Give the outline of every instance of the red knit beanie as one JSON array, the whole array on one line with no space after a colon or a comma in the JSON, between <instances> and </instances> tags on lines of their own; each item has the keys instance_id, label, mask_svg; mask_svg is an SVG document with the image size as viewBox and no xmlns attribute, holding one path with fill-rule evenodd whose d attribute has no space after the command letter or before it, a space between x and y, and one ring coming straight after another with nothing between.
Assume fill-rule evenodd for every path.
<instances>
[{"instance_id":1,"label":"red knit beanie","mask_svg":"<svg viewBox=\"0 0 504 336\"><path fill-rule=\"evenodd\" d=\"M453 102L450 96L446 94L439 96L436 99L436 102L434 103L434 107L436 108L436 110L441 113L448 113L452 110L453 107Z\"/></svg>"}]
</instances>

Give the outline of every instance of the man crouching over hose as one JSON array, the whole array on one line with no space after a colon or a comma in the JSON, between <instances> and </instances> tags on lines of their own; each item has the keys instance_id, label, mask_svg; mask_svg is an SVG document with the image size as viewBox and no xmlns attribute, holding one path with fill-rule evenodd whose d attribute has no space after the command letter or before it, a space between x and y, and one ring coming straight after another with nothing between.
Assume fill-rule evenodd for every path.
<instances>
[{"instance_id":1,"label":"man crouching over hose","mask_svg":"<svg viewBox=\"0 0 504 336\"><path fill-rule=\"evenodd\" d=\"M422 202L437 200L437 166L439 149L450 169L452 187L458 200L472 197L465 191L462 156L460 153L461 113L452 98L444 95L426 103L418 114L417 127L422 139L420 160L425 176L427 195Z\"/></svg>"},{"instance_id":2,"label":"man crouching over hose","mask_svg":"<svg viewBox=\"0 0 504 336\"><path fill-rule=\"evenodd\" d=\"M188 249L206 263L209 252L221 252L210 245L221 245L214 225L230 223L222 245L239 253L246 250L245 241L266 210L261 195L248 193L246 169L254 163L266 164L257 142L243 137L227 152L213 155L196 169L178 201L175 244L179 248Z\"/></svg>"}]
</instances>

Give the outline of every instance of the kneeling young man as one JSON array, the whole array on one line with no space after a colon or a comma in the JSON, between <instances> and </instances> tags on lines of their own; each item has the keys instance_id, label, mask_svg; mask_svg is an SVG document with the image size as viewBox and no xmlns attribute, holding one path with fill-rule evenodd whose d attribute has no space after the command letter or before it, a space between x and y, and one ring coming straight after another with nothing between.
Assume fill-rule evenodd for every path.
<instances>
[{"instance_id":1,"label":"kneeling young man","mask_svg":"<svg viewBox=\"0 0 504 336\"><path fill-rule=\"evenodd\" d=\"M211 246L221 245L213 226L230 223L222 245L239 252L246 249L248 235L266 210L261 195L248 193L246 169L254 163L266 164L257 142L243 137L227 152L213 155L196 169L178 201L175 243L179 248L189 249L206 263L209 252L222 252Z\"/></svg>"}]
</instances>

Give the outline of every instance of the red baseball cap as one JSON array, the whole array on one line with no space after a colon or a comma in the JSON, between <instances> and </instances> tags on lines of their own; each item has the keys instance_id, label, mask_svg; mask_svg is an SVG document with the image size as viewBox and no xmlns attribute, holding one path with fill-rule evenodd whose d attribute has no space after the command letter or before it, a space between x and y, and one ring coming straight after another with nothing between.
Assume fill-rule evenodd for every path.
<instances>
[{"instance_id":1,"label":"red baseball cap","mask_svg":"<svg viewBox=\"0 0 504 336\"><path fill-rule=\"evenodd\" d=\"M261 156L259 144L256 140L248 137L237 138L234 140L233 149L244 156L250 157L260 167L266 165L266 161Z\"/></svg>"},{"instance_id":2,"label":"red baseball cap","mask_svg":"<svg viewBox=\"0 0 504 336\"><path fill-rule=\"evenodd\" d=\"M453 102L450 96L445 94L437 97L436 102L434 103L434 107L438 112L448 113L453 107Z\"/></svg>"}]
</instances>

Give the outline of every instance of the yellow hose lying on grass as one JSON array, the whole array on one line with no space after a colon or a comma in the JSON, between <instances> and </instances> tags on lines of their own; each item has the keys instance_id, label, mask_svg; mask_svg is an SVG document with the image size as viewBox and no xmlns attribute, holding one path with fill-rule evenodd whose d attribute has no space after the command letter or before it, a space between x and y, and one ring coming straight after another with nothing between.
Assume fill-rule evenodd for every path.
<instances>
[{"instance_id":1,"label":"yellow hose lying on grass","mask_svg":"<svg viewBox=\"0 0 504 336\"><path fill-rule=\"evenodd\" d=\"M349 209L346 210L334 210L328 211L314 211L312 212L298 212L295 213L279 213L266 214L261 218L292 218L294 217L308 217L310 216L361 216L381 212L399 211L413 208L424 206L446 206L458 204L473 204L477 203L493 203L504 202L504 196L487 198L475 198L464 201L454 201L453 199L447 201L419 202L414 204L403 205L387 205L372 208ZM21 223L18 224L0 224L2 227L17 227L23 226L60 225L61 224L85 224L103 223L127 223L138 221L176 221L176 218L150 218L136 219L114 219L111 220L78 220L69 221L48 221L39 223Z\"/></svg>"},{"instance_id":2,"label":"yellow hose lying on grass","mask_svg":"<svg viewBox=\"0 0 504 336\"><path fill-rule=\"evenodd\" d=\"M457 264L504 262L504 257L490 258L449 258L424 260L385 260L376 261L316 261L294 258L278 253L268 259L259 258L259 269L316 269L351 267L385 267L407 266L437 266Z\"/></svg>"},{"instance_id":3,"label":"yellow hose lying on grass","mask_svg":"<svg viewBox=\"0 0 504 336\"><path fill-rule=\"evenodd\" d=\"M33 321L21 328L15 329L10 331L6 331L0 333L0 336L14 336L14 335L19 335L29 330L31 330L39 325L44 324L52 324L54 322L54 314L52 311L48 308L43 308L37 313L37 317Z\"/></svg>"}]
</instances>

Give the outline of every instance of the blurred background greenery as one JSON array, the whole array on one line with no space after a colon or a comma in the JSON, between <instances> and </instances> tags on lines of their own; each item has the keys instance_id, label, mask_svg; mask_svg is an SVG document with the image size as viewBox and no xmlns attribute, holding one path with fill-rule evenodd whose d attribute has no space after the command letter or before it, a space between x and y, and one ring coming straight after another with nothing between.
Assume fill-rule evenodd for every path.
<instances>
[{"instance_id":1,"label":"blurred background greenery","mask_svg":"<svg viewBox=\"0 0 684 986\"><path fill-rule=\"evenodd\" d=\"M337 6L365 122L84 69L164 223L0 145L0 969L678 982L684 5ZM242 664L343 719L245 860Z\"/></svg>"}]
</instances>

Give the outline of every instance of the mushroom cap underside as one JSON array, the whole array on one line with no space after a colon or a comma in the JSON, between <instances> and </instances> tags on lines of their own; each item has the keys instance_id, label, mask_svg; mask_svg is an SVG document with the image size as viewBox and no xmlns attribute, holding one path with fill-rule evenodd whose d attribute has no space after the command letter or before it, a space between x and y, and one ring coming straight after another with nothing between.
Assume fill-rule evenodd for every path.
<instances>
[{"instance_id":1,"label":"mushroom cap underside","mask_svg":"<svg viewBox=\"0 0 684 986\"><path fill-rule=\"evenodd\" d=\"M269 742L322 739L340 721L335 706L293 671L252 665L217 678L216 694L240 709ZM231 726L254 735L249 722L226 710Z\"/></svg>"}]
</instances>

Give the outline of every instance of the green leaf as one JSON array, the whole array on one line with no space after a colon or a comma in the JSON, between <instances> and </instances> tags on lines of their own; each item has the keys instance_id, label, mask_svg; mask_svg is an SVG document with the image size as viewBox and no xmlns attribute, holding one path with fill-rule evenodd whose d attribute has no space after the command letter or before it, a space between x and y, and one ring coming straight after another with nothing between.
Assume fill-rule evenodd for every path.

*Description of the task*.
Convert all the records above into a numbered list with one line per item, and leave out the blank lines.

*Task solution*.
1. Give the outline of every instance of the red knit beanie as one JSON array, the whole array on one line with no space after a colon or a comma in the JSON, between <instances> and </instances> tags on lines of their own; each item has the keys instance_id, label, mask_svg; mask_svg is an SVG document with the image size as viewBox and no xmlns attribute, holding one path with fill-rule evenodd whose d attribute has no space after the command letter or before it, a space between x and y, and one ring coming straight after another with nothing between.
2. Assume fill-rule evenodd for every path.
3. <instances>
4. [{"instance_id":1,"label":"red knit beanie","mask_svg":"<svg viewBox=\"0 0 504 336\"><path fill-rule=\"evenodd\" d=\"M453 102L450 96L446 94L439 96L436 99L436 102L434 103L434 107L436 108L436 110L441 113L448 113L452 110L453 107Z\"/></svg>"}]
5. </instances>
6. Give the outline of every instance of the man crouching over hose as one JSON array, the whole array on one line with no space after a colon or a comma in the JSON, between <instances> and </instances> tags on lines of their own; each item has the keys instance_id, label, mask_svg; mask_svg is an SVG document with the image size as viewBox and no xmlns attribute, holding one path with fill-rule evenodd whose d attribute has no space after the command letter or before it, a space between x and y, and one ring coming straight after another with nothing between.
7. Assume fill-rule evenodd for every path.
8. <instances>
9. [{"instance_id":1,"label":"man crouching over hose","mask_svg":"<svg viewBox=\"0 0 504 336\"><path fill-rule=\"evenodd\" d=\"M422 202L437 200L437 166L439 149L450 169L452 187L458 200L472 197L465 191L462 156L460 153L461 113L452 98L444 95L426 103L418 114L417 127L422 139L420 160L425 176L427 195Z\"/></svg>"},{"instance_id":2,"label":"man crouching over hose","mask_svg":"<svg viewBox=\"0 0 504 336\"><path fill-rule=\"evenodd\" d=\"M188 249L206 263L209 252L221 252L210 245L221 245L214 225L230 223L222 245L239 253L246 250L245 241L266 210L261 195L248 193L246 169L254 163L266 164L257 142L243 137L227 152L213 155L196 169L178 201L175 244L179 248Z\"/></svg>"}]
10. </instances>
11. Give the outline of every instance of the kneeling young man as one JSON array, the whole array on one line with no space after a colon or a comma in the JSON, between <instances> and </instances> tags on lines of their own; each item has the keys instance_id, label, mask_svg; mask_svg is an SVG document with the image size as viewBox and no xmlns attribute, holding one path with fill-rule evenodd whose d attribute has no space after the command letter or before it, a space between x and y, and one ring coming straight after another with nothing between.
12. Assume fill-rule evenodd for every path.
13. <instances>
14. [{"instance_id":1,"label":"kneeling young man","mask_svg":"<svg viewBox=\"0 0 504 336\"><path fill-rule=\"evenodd\" d=\"M211 246L221 245L213 226L230 223L222 245L239 252L246 249L248 235L266 210L261 195L248 193L246 169L254 163L266 164L257 142L243 137L227 152L213 155L196 169L178 201L175 243L179 248L189 249L206 263L209 252L222 252Z\"/></svg>"}]
15. </instances>
16. Give the outline of every instance of the red baseball cap as one JSON array, the whole array on one line with no space after a colon or a comma in the JSON, between <instances> and </instances> tags on lines of their own; each item has the keys instance_id, label, mask_svg; mask_svg is an SVG document with the image size as viewBox and no xmlns attribute, holding one path with fill-rule evenodd whose d attribute has no space after the command letter or before it, a space between x and y, and one ring coming straight after another with nothing between.
17. Assume fill-rule evenodd for every path.
18. <instances>
19. [{"instance_id":1,"label":"red baseball cap","mask_svg":"<svg viewBox=\"0 0 504 336\"><path fill-rule=\"evenodd\" d=\"M261 156L259 144L256 140L248 137L237 138L234 140L233 149L244 156L250 157L260 167L266 165L266 161Z\"/></svg>"},{"instance_id":2,"label":"red baseball cap","mask_svg":"<svg viewBox=\"0 0 504 336\"><path fill-rule=\"evenodd\" d=\"M453 102L450 96L445 94L437 97L436 102L434 103L434 107L438 112L448 113L453 107Z\"/></svg>"}]
20. </instances>
21. Give the outline of every instance of the yellow hose lying on grass as one JSON array, the whole array on one line with no space after a colon or a comma in the JSON, between <instances> and </instances> tags on lines of their own; each item has the keys instance_id, label, mask_svg; mask_svg is an SVG document with the image size as viewBox and no xmlns attribute, holding one path with fill-rule evenodd whose d attribute has no space after the command letter or before it, a space between x and y, and one ring coming straight after another with nothing between.
22. Assume fill-rule evenodd for every path.
23. <instances>
24. [{"instance_id":1,"label":"yellow hose lying on grass","mask_svg":"<svg viewBox=\"0 0 504 336\"><path fill-rule=\"evenodd\" d=\"M349 209L346 210L334 210L328 211L314 211L312 212L298 212L295 213L279 213L266 214L261 218L292 218L294 217L308 217L310 216L361 216L381 212L399 211L413 208L424 206L446 206L458 204L473 204L477 203L493 203L504 202L504 196L487 198L475 198L464 201L454 201L453 199L447 201L419 202L414 204L403 205L387 205L372 208ZM21 223L18 224L0 224L2 227L17 227L23 226L60 225L61 224L85 224L103 223L127 223L138 221L176 221L176 218L150 218L136 219L114 219L111 220L78 220L69 221L48 221L39 223Z\"/></svg>"},{"instance_id":2,"label":"yellow hose lying on grass","mask_svg":"<svg viewBox=\"0 0 504 336\"><path fill-rule=\"evenodd\" d=\"M457 264L504 262L504 257L490 258L449 258L424 260L385 260L376 261L316 261L294 258L278 253L268 259L259 258L259 269L316 269L351 267L385 267L407 266L437 266Z\"/></svg>"},{"instance_id":3,"label":"yellow hose lying on grass","mask_svg":"<svg viewBox=\"0 0 504 336\"><path fill-rule=\"evenodd\" d=\"M33 321L21 328L15 329L10 331L6 331L0 333L0 336L14 336L14 335L19 335L29 330L31 330L39 325L44 324L52 324L54 322L54 314L52 311L48 308L43 308L37 313L37 317Z\"/></svg>"}]
25. </instances>
26. Give the outline of every instance of the blurred background greenery as one JSON array, the whole array on one line with no space after a colon or a comma in the JSON, between <instances> and </instances> tags on lines of their own; each item has the keys instance_id, label, mask_svg; mask_svg is an SVG document with the image size as viewBox and no xmlns attribute, holding one path with fill-rule evenodd whose d attribute has no space after the command letter or before it, a space between x and y, and one ring coming straight after another with nothing between.
27. Assume fill-rule evenodd for every path.
28. <instances>
29. [{"instance_id":1,"label":"blurred background greenery","mask_svg":"<svg viewBox=\"0 0 684 986\"><path fill-rule=\"evenodd\" d=\"M337 6L365 122L84 69L164 223L0 145L0 969L678 982L684 5ZM242 664L343 719L245 860Z\"/></svg>"}]
30. </instances>
31. Give the outline of every instance of the mushroom cap underside as one JSON array, the whole array on one line with no space after a colon or a comma in the JSON, between <instances> and </instances> tags on lines of their own; each item has the keys instance_id, label, mask_svg; mask_svg is an SVG document with the image size as viewBox and no xmlns attribute, holding one path with fill-rule evenodd whose d attribute has no space after the command letter or before it, a space between x and y, and one ring coming straight after another with nothing between.
32. Assume fill-rule evenodd for every path.
33. <instances>
34. [{"instance_id":1,"label":"mushroom cap underside","mask_svg":"<svg viewBox=\"0 0 684 986\"><path fill-rule=\"evenodd\" d=\"M269 742L322 739L340 721L335 706L293 671L252 665L217 678L216 694L240 709ZM231 726L254 735L249 722L226 710Z\"/></svg>"}]
35. </instances>
36. Give the outline of every instance of the green leaf as one JSON array, the whole array on one line with no space after a colon or a comma in the JSON, between <instances> and </instances> tags on lines of their own; each item has the keys instance_id, label, mask_svg; mask_svg is an SVG document with the image size as viewBox and no xmlns attribute, holding one path with fill-rule evenodd whose d attribute has no space after the command letter or before it, a space between x and y, and one ring coming straight after another with nothing between.
37. Assume fill-rule evenodd for every path.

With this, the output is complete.